(REQUIRED TASK 1) Can you output the part of the records that opens with the line containing "Target = gray curtain" and closes with the last line of the records, and only that part, as a Markdown table with the columns Row and Record line, leaving blank lines out?

Might be at a turning point in my career. A lot of my friends are expressing similar feelings. I think it has something to do with working for nearly 10 years.

This frame of mind has made me really interested in manifestos. Not anything strident really, more purpose-driven lists that can help guide everyday decision-making. Here are a few manifesto-y links I’ve identified with recently.

  • These things I believe from “Not the user’s fault”. I think this is Jono Xia’s blog from when he was part of the Mozilla Labs team. I’ve tried to find him elsewhere on the web but haven’t found him anywhere so far. He raises some really good points about software design and development.
  • The Recurse Center’s Social Rules. Such a good, concise set of guidelines for public discourse. “No well-actually’s, no feigned surprise, no backseat driving, no subtle -isms”.
  • Immaculate Heart College Art Department Rules. Also available as a free tear-away poster at the Corita Kent: Power Up exhibition (8 Feb – 12 May 2019) at the House of Illustration.

(REQUIRED TASK 2) Could you write what comes next in the blog post about manifestos, starting right after its final sentence?

Point annotation dataset records:
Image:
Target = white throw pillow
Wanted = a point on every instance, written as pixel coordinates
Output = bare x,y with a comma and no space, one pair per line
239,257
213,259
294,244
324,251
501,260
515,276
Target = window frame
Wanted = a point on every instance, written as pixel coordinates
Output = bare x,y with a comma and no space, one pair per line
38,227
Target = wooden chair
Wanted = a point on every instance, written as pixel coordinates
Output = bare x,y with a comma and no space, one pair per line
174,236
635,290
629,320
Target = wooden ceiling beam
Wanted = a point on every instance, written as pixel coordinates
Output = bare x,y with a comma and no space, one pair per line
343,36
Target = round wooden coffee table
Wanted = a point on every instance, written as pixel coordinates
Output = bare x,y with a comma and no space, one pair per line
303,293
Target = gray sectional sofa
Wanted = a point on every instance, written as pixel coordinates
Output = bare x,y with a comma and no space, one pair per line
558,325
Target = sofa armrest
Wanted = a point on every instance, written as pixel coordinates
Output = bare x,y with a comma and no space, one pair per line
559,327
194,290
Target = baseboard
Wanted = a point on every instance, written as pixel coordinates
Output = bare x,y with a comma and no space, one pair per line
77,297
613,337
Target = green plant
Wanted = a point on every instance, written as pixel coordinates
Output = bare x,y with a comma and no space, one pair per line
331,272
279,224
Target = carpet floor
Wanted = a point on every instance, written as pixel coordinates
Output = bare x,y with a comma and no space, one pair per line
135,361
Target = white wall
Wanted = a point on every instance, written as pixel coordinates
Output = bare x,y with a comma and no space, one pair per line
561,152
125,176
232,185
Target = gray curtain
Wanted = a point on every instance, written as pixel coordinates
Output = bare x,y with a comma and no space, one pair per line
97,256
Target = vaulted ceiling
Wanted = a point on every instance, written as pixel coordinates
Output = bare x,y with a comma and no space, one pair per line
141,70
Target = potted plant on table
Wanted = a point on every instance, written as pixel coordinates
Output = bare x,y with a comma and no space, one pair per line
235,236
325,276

(TASK RESPONSE 1)
| Row | Record line |
|---|---|
| 1 | Target = gray curtain |
| 2 | Wanted = a point on every instance, written as pixel coordinates |
| 3 | Output = bare x,y with a comma and no space, one pair per line |
| 4 | 97,256 |
| 5 | Target = vaulted ceiling |
| 6 | Wanted = a point on every instance, written as pixel coordinates |
| 7 | Output = bare x,y with a comma and no space, one pair per line |
| 8 | 141,70 |
| 9 | Target = potted plant on table |
| 10 | Wanted = a point on every instance, written as pixel coordinates |
| 11 | Output = bare x,y with a comma and no space, one pair per line |
| 12 | 235,236 |
| 13 | 325,276 |

(TASK RESPONSE 2)
  • GitLab’s Remote Manifesto. SB and I try to implement a lot of this, though we’re definitely not strict enough about it! We also strive to work this way with clients and collaborators, even those that live in London. Face-to-face IRL meetings are great, but it can be tough to squeeze them in when it takes an hour to get anywhere in this city.
  • Daniel Eatock’s manifesto, particularly “propose honesty as a solution”. See also the Scratching the Surface episode with Daniel Eatock from last September. Off the back of the Corita Kent exhibition, SB and I were talking about the lack of irony and cynicism in her work, about how refreshing that feels even though a lot of it is from over 50 years ago. He mentioned this podcast episode, that Eatock touches on this topic in relation to his kids, how kids just don’t perceive irony. I need to have a listen.

I’ll try to add more here as I come across them. Who knows, maybe I’ll add my own some day.